_Document excerpt:_
┏━━

Eason, a 29-year veteran of the North Carolina Department of Agriculture, instructed his staff at a small Raleigh lab not to fly the U.S. or North Carolina flags at half mast Monday as called for in a directive to all state agencies by Gov. Mike Easley.
When a superior ordered the lab to follow the order, Eason decided to retire rather than pay tribute to Helms. After several hours' delay, one of Eason's employees hung the flags at half mast.
The brouhaha began late Sunday night, when Eason e-mailed nine of his employees in the state Metrology Lab, which calibrates measuring equipment used on things as widely varied as gasoline and hamburgers.
"Regardless of any executive proclamation, I do not want the flags at the North Carolina Standards Laboratory flown at half staff to honor Jesse Helms any time this week," Eason wrote just after midnight, according to e-mails released in response to a public records request.
He told his staff that he did not think it was appropriate to honor Helms because of his "doctrine of negativity, hate and prejudice" and his opposition to civil rights bills and the federal Martin Luther King Jr. holiday.

┗━━

_Supplied material:_
┏━━

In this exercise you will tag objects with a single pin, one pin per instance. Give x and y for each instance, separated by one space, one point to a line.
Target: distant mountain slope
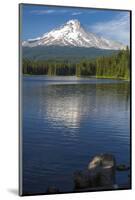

┗━━

_Work instructions:_ Reproduce word for word the full news excerpt above about Eason and the flags at the state lab.

_Answer to the problem:_
Eason, a 29-year veteran of the North Carolina Department of Agriculture, instructed his staff at a small Raleigh lab not to fly the U.S. or North Carolina flags at half mast Monday as called for in a directive to all state agencies by Gov. Mike Easley.
When a superior ordered the lab to follow the order, Eason decided to retire rather than pay tribute to Helms. After several hours' delay, one of Eason's employees hung the flags at half mast.
The brouhaha began late Sunday night, when Eason e-mailed nine of his employees in the state Metrology Lab, which calibrates measuring equipment used on things as widely varied as gasoline and hamburgers.
"Regardless of any executive proclamation, I do not want the flags at the North Carolina Standards Laboratory flown at half staff to honor Jesse Helms any time this week," Eason wrote just after midnight, according to e-mails released in response to a public records request.
He told his staff that he did not think it was appropriate to honor Helms because of his "doctrine of negativity, hate and prejudice" and his opposition to civil rights bills and the federal Martin Luther King Jr. holiday.